Objective A
In the crime data preparation notebook below, why does the code build a 'group' column by joining the state abbreviation to the agency name? Answer in one to three sentences.

Excerpt to read
#### This Notebook contains the code used to prepare the data for analysis. It starts with the merged raw merged crime data and covariates data and performs the necessary cleaning and transformation for analysis

In [1]:
import numpy as np
import pandas as pd
import scipy as sp
import math

In [3]:
from google.colab import drive
drive.mount('/content/drive')
os.chdir('/content/drive/MyDrive/STAT 27420')

Mounted at /content/drive


In [None]:
# Importing the merged crime and covariates data
did_data = pd.read_csv("offenses_merged.csv")

In [None]:
# Following Donohue and Levitt, constructs violent crime and property crime
# variables from the smaller categories of crime
violent_crime = [
    'actual_murder','actual_manslaughter','actual_rape_total','actual_robbery_total','actual_assault_total'
]
property_crime = [
    'actual_burg_total','actual_theft_total','actual_mtr_veh_theft_total',
]

In [None]:
did_data['violent_crime'] = did_data[violent_crime].sum(axis=1)
did_data['property_crime'] = did_data[property_crime].sum(axis=1)


In [None]:
# Subset the raw data so only those relevant to the study remains
columns_use = [
    'agency_name',
    'state',
    'state_abb',
    'year',
    'population',
    'violent_crime',
    'property_crime',
    'employment',
    'per capita personal income',
    'poverty_rate',
    'beer_pc'

In [None]:
# Restricting the sample to the same time window as Donohue and Levitt
# Removes any observations with negative population and employment 
subset = did_data[columns_use]
subset = subset[subset["year"]<=2014]
subset = subset[subset["year"]>=1970]
subset = subset[subset["population"]>=0]
subset = subset[subset["employment"]>=0]

In [None]:
# Construct unique keys for each observation, 
# as some counties in different states share the same name
subset['group'] = subset['state_abb'] + subset['agency_name']
subset = subset[(subset['violent_crime']+subset['population'])>0]

In [None]:
# only keep agencies with data available for all years in the sample
temp = subset[['year','group']].groupby(['group']).count()

Objective B
List every line of the rows below that contains the word "stacked".

Information shown
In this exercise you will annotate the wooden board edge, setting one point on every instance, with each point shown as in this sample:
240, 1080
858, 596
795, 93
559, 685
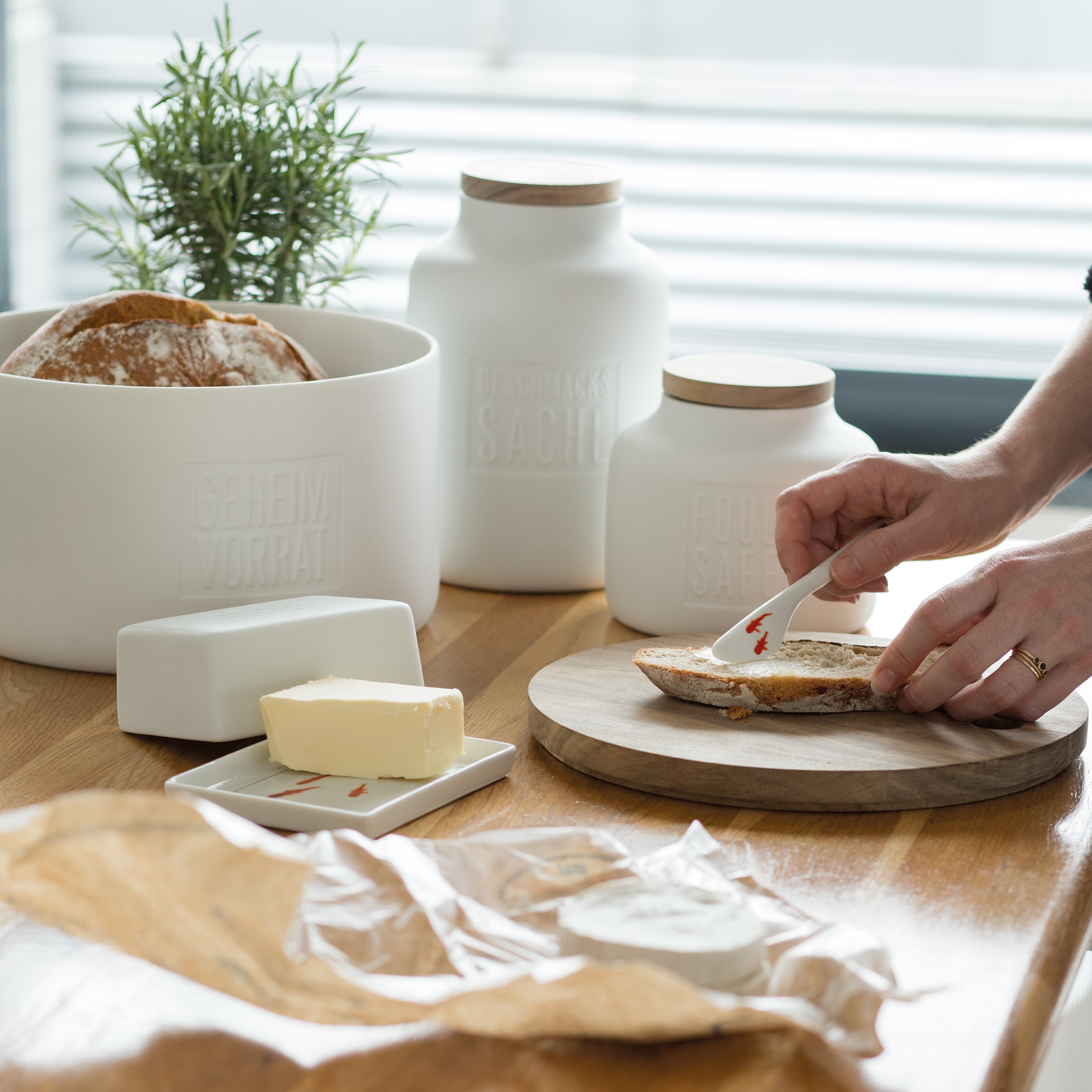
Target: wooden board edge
558, 741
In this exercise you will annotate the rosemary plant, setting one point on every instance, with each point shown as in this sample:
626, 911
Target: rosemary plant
244, 183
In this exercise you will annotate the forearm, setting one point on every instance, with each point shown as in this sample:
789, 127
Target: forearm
1048, 440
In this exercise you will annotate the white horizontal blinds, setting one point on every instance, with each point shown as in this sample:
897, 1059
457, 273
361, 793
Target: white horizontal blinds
869, 219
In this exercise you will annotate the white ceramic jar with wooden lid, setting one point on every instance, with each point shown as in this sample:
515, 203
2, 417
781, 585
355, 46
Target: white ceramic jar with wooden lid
691, 508
553, 331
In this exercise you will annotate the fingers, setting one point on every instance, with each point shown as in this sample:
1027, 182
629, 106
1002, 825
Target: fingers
963, 664
835, 595
797, 533
1005, 688
1060, 683
882, 551
945, 612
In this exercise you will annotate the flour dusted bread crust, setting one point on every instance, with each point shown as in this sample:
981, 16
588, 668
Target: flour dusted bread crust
800, 678
150, 339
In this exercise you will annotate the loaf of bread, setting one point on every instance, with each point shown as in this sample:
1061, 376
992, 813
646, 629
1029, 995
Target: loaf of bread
800, 678
150, 339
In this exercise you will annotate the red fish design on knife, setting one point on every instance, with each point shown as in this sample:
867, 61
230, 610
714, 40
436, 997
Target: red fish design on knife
755, 623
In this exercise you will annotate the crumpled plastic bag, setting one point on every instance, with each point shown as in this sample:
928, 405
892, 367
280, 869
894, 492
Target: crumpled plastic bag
336, 927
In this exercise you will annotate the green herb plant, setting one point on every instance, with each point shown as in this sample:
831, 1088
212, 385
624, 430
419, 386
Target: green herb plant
244, 183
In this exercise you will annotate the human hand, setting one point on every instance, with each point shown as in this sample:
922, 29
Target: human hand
1037, 597
941, 506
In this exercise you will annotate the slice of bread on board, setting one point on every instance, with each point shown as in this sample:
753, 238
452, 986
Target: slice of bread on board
800, 678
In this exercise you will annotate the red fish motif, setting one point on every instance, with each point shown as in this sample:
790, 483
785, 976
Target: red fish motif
755, 623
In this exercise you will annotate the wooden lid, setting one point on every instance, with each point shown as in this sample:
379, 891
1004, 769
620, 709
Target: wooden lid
541, 182
749, 383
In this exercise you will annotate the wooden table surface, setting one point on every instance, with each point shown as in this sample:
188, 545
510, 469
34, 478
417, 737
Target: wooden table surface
990, 901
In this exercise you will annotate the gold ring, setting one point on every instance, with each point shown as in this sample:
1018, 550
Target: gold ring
1031, 662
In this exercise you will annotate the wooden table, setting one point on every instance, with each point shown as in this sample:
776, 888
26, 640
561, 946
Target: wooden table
992, 901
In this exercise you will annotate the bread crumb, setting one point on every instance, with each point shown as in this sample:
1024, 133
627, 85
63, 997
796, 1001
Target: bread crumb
736, 712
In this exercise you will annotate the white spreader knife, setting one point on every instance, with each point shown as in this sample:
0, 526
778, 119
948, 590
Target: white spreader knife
763, 633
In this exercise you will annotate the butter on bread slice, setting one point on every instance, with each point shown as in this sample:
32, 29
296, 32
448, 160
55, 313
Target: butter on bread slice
800, 678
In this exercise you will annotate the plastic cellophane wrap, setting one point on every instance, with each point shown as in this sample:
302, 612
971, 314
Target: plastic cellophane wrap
457, 935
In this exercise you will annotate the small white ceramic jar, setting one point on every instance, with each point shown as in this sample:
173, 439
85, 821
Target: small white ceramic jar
553, 330
691, 508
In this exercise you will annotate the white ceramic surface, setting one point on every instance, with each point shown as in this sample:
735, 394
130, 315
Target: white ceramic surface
691, 514
124, 504
200, 676
249, 784
553, 328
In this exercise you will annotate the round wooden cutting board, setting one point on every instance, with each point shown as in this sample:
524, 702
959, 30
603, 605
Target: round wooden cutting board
597, 712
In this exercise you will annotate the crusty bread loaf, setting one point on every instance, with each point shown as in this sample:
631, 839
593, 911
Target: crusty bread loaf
800, 678
149, 339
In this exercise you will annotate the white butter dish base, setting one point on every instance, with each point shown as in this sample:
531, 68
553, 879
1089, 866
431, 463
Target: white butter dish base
250, 784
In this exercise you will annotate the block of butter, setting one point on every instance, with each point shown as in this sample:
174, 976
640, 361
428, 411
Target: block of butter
354, 729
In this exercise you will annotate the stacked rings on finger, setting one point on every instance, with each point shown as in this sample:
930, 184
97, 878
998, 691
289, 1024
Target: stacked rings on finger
1031, 662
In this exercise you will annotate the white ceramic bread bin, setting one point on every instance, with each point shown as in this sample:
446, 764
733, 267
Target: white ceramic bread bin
124, 504
553, 330
691, 510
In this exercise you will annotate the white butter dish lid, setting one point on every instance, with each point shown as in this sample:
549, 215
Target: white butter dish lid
712, 938
200, 676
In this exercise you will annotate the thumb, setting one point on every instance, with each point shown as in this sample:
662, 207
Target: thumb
881, 552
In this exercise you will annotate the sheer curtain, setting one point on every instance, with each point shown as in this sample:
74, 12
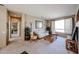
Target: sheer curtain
63, 25
68, 26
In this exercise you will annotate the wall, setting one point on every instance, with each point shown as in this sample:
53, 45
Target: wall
31, 20
68, 26
3, 23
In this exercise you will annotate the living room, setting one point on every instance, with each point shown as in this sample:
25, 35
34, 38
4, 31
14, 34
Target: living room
38, 29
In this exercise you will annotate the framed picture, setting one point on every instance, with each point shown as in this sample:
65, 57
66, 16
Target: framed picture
38, 24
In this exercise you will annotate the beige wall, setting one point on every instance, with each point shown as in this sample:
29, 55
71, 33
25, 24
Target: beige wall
32, 19
3, 23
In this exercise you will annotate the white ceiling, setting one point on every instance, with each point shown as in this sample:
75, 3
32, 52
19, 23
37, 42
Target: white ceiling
47, 11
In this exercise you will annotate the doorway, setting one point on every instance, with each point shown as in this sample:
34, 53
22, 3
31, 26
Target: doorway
14, 28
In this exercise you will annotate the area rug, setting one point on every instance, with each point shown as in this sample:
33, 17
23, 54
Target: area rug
24, 52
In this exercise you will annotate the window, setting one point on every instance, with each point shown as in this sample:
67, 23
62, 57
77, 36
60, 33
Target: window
59, 26
39, 24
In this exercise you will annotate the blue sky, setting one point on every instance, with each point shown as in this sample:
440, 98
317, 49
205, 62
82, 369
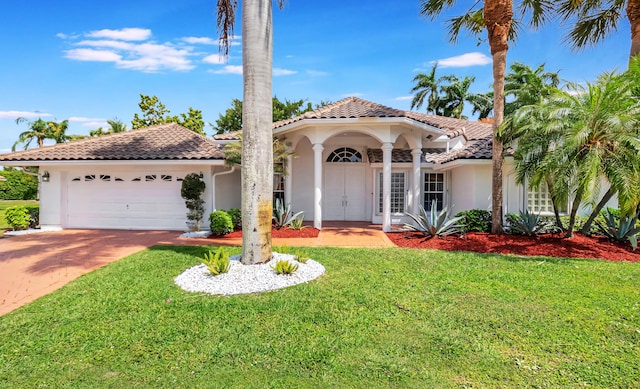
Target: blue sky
88, 61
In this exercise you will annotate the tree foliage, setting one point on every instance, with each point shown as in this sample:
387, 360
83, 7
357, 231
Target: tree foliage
154, 112
231, 120
18, 185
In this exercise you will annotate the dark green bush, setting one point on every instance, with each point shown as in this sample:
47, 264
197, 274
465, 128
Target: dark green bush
236, 217
475, 220
220, 223
18, 185
17, 217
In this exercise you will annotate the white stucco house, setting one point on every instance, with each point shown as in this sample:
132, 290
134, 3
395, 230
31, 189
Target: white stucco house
354, 161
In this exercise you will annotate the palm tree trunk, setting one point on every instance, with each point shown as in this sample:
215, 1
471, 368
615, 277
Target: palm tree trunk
605, 199
257, 151
498, 15
633, 13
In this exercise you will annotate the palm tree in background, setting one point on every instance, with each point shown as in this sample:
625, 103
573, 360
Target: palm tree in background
257, 151
39, 130
595, 19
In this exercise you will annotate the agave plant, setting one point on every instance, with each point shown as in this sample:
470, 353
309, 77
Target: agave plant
620, 228
434, 223
283, 215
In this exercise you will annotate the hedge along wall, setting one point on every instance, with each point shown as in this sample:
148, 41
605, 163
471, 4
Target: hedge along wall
17, 185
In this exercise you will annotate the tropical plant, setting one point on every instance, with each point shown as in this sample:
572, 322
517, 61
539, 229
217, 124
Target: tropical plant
596, 19
285, 267
283, 215
496, 17
217, 262
192, 188
578, 136
257, 111
17, 217
220, 223
236, 218
39, 130
620, 228
434, 223
475, 220
529, 223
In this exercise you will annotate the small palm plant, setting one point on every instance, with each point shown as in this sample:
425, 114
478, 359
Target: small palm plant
434, 223
283, 216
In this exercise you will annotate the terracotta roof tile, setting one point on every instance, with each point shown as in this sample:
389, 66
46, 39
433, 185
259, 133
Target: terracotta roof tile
164, 142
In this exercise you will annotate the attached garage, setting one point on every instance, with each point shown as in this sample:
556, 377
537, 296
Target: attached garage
147, 199
130, 180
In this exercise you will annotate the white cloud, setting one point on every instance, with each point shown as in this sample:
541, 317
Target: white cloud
199, 40
125, 34
464, 60
283, 72
229, 69
93, 55
22, 114
316, 73
215, 59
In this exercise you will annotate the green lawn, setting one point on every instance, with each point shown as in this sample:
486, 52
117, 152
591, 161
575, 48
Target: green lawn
378, 318
4, 204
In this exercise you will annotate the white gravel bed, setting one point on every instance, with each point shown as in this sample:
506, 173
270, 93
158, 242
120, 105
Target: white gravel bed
196, 234
243, 279
32, 231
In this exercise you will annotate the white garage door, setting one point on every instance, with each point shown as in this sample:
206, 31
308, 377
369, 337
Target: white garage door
113, 200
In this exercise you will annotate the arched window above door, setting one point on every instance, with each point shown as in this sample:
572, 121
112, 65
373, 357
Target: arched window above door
345, 154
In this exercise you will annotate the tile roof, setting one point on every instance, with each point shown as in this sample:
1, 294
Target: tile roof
164, 142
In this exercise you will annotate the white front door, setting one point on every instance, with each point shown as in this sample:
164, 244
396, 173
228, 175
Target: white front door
344, 192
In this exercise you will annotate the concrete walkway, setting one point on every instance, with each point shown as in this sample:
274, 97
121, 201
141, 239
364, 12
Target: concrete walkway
34, 265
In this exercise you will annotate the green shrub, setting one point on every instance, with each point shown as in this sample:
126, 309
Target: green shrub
191, 191
285, 267
236, 218
34, 216
17, 217
434, 223
220, 223
528, 223
217, 262
283, 215
475, 220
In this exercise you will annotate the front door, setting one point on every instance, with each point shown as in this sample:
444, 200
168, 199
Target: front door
344, 192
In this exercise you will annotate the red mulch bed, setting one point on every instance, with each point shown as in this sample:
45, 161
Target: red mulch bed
579, 246
307, 232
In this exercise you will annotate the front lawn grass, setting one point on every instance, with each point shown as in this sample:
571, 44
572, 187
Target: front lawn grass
378, 318
4, 204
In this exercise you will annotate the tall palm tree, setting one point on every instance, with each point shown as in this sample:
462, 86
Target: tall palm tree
257, 152
427, 86
597, 18
496, 17
456, 93
580, 135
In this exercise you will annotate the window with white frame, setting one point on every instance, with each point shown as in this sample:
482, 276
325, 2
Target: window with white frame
433, 190
398, 199
540, 201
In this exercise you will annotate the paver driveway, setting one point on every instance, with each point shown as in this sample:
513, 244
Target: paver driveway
37, 264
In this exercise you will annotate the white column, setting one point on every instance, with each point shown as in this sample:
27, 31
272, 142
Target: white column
386, 186
317, 184
416, 154
288, 182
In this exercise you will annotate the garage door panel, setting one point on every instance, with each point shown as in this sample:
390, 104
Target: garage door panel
119, 200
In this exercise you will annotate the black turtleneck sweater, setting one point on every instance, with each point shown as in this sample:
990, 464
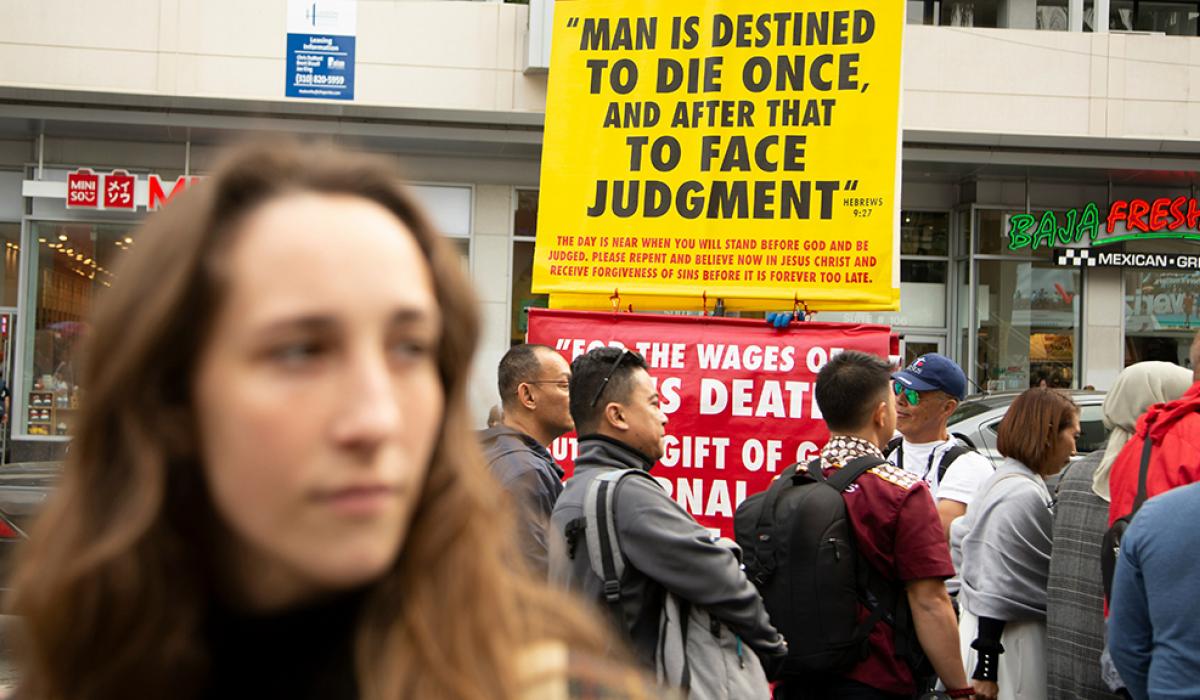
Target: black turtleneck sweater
298, 653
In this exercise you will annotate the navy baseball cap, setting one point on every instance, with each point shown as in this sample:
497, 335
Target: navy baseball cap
934, 372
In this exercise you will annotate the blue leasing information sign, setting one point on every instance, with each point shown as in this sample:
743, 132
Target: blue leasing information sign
321, 49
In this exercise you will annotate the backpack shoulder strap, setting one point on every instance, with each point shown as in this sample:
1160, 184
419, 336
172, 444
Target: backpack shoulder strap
1143, 472
765, 527
955, 452
855, 468
895, 443
604, 546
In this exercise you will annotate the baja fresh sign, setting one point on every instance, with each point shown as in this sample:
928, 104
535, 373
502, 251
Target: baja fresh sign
1125, 220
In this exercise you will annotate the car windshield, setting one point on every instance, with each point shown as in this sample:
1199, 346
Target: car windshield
969, 410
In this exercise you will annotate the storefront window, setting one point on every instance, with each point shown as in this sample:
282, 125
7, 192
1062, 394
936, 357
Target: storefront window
991, 235
1162, 315
522, 298
10, 233
1170, 17
970, 12
525, 225
69, 264
922, 11
1053, 15
923, 235
1027, 319
525, 219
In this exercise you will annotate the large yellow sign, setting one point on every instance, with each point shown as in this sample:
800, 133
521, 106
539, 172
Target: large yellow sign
735, 149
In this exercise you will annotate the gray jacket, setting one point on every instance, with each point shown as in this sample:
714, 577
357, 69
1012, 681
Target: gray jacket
533, 479
665, 549
1002, 545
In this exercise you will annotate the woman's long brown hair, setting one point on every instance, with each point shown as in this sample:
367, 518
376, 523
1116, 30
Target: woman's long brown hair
115, 580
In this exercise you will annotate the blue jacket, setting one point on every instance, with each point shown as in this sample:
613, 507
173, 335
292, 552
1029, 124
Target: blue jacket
1155, 612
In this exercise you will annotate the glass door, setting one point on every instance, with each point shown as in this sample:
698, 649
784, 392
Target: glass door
913, 346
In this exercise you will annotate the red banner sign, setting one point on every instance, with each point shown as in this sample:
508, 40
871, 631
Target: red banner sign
737, 393
83, 189
120, 191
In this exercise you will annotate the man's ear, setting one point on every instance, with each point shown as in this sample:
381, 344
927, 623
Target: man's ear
880, 418
525, 396
615, 416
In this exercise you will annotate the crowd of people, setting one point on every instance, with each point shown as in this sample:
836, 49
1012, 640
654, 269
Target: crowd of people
275, 490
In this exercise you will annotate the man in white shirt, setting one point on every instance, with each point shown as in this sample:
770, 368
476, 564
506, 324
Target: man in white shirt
928, 392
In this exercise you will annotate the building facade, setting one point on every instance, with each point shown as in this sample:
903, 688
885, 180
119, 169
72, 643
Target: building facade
1011, 107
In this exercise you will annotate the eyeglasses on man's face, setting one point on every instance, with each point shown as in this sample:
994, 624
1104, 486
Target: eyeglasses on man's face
911, 395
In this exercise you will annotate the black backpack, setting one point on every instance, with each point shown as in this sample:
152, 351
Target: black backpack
955, 452
799, 550
1110, 545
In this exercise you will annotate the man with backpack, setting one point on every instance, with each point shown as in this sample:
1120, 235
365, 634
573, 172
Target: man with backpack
899, 609
928, 392
1174, 454
639, 552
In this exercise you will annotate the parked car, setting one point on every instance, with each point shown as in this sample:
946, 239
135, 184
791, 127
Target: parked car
977, 420
24, 488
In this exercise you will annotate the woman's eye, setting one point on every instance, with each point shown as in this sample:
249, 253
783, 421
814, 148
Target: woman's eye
411, 348
297, 353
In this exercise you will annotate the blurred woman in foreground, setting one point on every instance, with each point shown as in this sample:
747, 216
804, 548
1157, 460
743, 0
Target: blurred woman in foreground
274, 489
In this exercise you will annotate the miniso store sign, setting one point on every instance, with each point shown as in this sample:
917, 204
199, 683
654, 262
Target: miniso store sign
113, 191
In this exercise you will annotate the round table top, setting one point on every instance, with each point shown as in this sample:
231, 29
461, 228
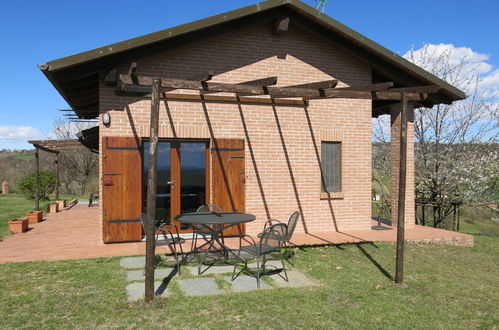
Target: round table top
214, 218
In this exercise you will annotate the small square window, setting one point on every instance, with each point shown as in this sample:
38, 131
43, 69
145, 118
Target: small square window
331, 167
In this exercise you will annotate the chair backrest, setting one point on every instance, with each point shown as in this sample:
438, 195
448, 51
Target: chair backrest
273, 238
143, 220
209, 208
293, 220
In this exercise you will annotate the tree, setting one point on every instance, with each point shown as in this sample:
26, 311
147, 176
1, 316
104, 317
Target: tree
456, 145
47, 184
78, 167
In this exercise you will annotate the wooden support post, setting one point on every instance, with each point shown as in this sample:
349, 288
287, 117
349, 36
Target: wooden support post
151, 191
57, 176
37, 179
399, 272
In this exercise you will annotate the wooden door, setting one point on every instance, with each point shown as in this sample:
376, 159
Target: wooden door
121, 189
229, 178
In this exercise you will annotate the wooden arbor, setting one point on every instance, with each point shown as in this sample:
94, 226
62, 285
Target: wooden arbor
54, 147
260, 91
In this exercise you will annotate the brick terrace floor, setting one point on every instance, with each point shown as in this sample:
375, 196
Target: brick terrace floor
77, 233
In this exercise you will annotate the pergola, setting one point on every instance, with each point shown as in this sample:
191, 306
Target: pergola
261, 91
53, 147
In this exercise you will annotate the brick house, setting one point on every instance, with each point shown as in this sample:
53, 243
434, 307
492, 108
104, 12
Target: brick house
261, 155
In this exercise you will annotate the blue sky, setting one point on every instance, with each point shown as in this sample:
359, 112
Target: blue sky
34, 32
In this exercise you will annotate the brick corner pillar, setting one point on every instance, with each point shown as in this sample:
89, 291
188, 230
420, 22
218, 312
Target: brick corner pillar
410, 216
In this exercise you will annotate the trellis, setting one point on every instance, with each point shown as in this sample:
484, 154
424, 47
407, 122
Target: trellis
260, 91
53, 147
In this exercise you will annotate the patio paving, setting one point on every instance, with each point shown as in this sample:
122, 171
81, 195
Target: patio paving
245, 283
77, 234
217, 281
199, 286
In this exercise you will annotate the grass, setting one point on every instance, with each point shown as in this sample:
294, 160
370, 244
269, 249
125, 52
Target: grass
447, 287
14, 206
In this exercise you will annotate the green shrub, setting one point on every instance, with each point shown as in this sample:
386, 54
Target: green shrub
27, 185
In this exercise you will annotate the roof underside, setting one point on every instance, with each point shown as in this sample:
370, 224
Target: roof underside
76, 77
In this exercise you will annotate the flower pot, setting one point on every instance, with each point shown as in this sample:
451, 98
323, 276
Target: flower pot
62, 204
35, 216
53, 208
18, 225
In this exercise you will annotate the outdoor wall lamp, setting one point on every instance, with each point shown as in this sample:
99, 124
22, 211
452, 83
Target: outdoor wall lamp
106, 119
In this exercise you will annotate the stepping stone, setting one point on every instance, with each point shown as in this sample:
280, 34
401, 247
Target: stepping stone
246, 283
216, 269
159, 274
271, 264
136, 291
296, 280
133, 262
199, 287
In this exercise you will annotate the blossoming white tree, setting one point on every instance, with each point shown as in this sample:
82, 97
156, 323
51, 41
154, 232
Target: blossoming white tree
456, 145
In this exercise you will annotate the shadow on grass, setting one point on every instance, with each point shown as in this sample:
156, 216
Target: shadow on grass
166, 281
374, 262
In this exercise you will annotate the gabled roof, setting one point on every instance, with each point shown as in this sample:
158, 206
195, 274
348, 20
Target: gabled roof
76, 76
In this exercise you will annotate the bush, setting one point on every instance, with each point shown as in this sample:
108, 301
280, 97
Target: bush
27, 185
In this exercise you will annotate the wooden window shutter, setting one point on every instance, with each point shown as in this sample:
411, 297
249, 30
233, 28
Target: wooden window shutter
331, 166
121, 189
229, 178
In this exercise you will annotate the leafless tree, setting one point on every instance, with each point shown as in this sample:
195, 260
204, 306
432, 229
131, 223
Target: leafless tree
78, 167
456, 145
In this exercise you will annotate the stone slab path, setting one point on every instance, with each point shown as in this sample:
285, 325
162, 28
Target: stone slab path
76, 233
209, 283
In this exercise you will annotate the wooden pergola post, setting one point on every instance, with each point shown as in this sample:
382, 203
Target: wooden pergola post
37, 179
151, 191
57, 176
399, 272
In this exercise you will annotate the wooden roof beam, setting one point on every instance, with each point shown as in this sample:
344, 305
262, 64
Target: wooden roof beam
280, 26
370, 87
417, 89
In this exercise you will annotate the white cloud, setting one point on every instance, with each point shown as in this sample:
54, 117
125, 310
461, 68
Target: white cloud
19, 133
474, 62
491, 80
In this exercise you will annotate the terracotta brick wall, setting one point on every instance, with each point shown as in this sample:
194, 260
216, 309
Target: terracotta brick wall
282, 142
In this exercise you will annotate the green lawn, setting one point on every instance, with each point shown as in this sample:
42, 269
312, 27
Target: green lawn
447, 287
14, 206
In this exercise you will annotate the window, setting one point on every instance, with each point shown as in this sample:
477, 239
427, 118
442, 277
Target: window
331, 167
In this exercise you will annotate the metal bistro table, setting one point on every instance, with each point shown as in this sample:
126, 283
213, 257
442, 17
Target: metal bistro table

Complete response A
The code joins state_abb and agency_name to make a unique key for each observation, because some counties in different states share the same name.

Complete response B
In this exercise you will annotate the stacked rings on finger, setting one point on every instance, with each point shown as in this sample:
Target: stacked rings on finger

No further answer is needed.